---------- Items
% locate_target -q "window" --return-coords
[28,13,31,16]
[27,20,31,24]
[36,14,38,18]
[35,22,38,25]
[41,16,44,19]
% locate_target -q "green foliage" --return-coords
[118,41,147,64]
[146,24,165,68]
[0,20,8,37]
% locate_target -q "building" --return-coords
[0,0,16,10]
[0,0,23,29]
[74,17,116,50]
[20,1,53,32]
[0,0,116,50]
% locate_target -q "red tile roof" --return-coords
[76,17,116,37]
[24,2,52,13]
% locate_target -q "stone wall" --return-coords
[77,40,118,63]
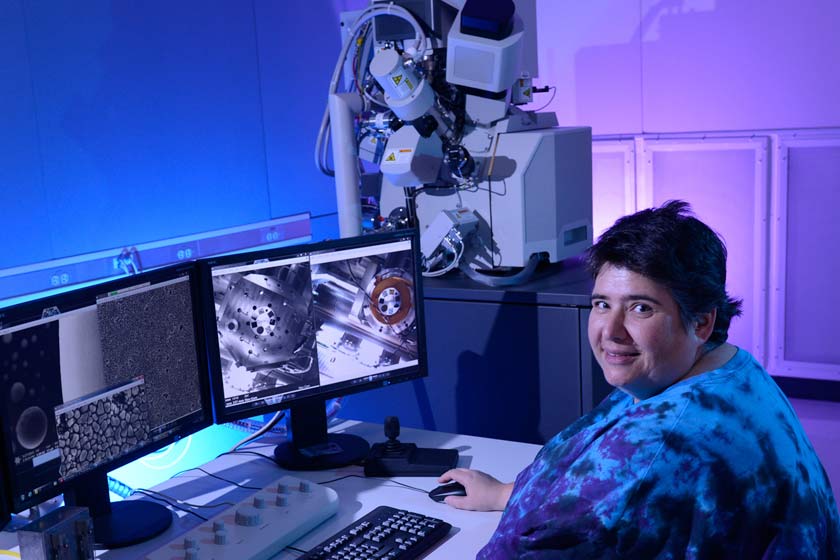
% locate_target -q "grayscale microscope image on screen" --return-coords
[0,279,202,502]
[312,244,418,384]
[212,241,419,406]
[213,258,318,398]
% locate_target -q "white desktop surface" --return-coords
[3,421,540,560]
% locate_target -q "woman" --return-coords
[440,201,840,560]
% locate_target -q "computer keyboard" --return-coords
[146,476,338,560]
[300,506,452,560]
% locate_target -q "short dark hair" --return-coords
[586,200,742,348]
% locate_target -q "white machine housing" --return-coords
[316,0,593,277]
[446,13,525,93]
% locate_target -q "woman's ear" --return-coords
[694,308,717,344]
--------------------
---------- Items
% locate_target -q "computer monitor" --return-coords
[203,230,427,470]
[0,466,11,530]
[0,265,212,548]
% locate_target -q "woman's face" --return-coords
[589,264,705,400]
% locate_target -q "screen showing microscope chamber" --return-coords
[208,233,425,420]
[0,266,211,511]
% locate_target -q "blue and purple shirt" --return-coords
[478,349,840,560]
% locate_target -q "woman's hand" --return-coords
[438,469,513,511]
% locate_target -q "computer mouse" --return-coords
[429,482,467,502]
--------------------
---------- Items
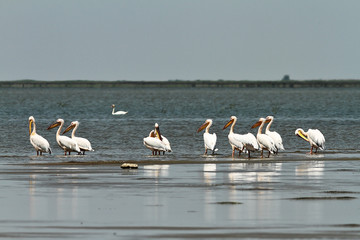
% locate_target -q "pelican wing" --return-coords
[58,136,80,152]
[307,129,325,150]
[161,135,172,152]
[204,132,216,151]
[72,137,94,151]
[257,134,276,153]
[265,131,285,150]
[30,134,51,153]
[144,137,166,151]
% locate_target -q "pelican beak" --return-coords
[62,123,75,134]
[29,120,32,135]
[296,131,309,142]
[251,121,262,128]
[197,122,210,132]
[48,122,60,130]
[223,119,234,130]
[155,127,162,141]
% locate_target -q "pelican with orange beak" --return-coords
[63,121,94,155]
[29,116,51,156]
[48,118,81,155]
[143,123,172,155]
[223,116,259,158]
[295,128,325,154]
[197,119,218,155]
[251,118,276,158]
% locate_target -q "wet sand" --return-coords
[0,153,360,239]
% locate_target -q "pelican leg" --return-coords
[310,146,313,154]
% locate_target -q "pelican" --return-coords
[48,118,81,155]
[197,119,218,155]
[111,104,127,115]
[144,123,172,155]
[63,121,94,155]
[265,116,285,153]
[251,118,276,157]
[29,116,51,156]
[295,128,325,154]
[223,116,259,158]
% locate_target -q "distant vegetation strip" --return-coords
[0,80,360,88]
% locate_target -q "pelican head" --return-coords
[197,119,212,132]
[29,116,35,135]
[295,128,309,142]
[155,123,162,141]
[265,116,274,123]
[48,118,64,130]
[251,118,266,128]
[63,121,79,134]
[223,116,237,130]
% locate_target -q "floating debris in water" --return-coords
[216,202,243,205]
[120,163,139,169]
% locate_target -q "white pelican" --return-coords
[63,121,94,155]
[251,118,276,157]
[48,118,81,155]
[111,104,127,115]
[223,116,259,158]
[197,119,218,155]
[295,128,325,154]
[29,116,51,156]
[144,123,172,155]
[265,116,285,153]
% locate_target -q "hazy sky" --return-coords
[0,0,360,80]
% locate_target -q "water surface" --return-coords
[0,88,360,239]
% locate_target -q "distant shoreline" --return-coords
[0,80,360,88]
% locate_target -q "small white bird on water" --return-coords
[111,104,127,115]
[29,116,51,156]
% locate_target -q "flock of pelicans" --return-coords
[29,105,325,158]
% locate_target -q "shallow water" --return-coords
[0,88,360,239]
--------------------
• **Task description**: Which of the lines above contain the word "white"? Show each of them in full.

• **Task solution**:
% locate_target -q "white desktop surface" --return-coords
% locate_target -q "white machine housing" --return-coords
% locate_target -q "white pelican" --return-coords
% locate_target -q "small white bird on water" --return-coords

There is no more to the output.